* [Exercise]: Pick up the nanotechnology article at the point where it stops and continue it in the same formal style.
***** Provided text
Food In Canada

Nanotechnology: small in size, big in possibilities

By Dr. Ron Wasik   

Food Safety Packaging Research & Development R&D science

Scientists have discovered that nano-sized biological and non-biological structures have valuable physical, chemical and biological properties that are substantially different from the larger forms from which they are made. Engineered nanomaterials (ENMs) are now used in medicine, information technology, nutrition, food processing and food safety, just to mention a few applications.

Although still in the emerging phases, global sales of ENM ingredients and finished products were estimated to be nearly US$17 billion in 2008 and are expected to grow 6.9 per cent annually over the next four years. Food applications are estimated to be about six per cent of global sales today, but are expected to outpace other nanotechnology (NT) applications.

As the name implies, nanotechnology is all about the science and technology of things small, specifically 1-100 nm in at least one dimension. A nanometer is 1/billionth of a metre. A molecule of DNA is about 1.6 nm in thickness. Life forms are essentially complex arrangements of different nanomaterials (NMs) working in synergy. NMs are not unique to life forms, and can be found everywhere in nature including volcanic dust.
**********
***** Given entries
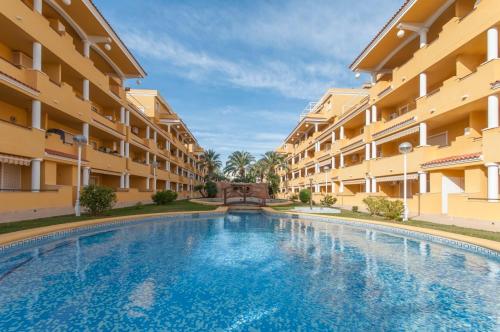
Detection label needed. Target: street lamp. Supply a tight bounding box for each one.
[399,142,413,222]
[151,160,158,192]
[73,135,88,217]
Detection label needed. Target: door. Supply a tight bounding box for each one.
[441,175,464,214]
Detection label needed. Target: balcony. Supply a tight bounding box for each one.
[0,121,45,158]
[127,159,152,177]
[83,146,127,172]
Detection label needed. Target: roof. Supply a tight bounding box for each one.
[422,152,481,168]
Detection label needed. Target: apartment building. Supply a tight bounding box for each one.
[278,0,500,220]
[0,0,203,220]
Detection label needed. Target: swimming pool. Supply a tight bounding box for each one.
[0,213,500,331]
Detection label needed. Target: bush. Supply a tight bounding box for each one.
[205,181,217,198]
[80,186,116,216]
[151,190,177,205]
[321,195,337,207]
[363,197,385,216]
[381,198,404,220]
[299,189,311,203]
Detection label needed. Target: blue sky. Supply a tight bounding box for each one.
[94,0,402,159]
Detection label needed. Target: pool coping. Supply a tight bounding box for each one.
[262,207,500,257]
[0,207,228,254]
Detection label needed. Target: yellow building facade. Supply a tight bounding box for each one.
**********
***** Given entries
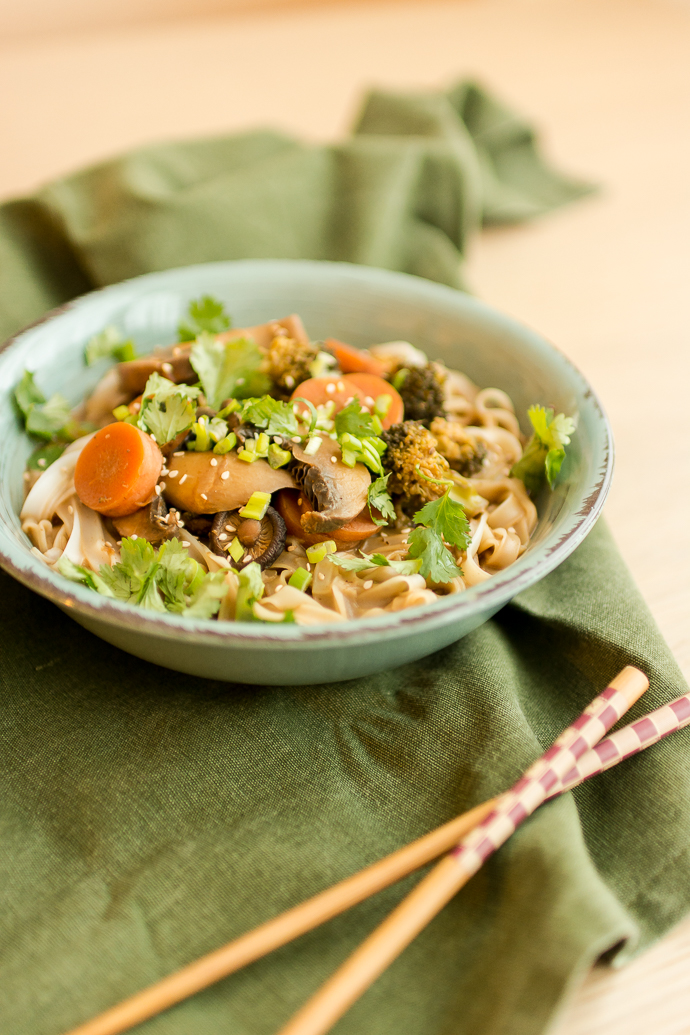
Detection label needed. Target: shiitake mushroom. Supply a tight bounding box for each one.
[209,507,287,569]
**********
* [Solved problem]:
Food applications are expected to bring a range of benefits to the industry including new flavours, textures, aromas, colours, fewer calories, novel nutrients, improved bioavailability for nutrients, easier processing, improved packaging, traceability and enhanced security. A variety of food ingredients, additives, carriers for nutrients and food-contact packaging materials are now available in some countries.


Sensory – Because of their minute size, ENMs have an enormous surface area and thus can absorb large quantities of flavours, aromatics and food colouring agents. ENMs can then be further engineered to release their absorbed ingredients on cue when a temperature, pH or other condition is attained. Nano-emulsions have been reported to mimic the texture of fats, enabling product developers to reduce the amount of fat without sacrificing eating quality. There are reports saying that NT can reduce salt levels in some applications and enhance smoothness in emulsions.

Nutrition – Both novel food ingredients and food supplements can be carried by ENMs which are incorporated into conventional food products. As already mentioned, these ENMs can be tailored to release their payload under different conditions and/or times. In addition to having a large surface area to carry bioactive ingredients, ENMs’ small size can enhance the bioavailability of the ingredients, making them a good vehicle for delivering nutrients.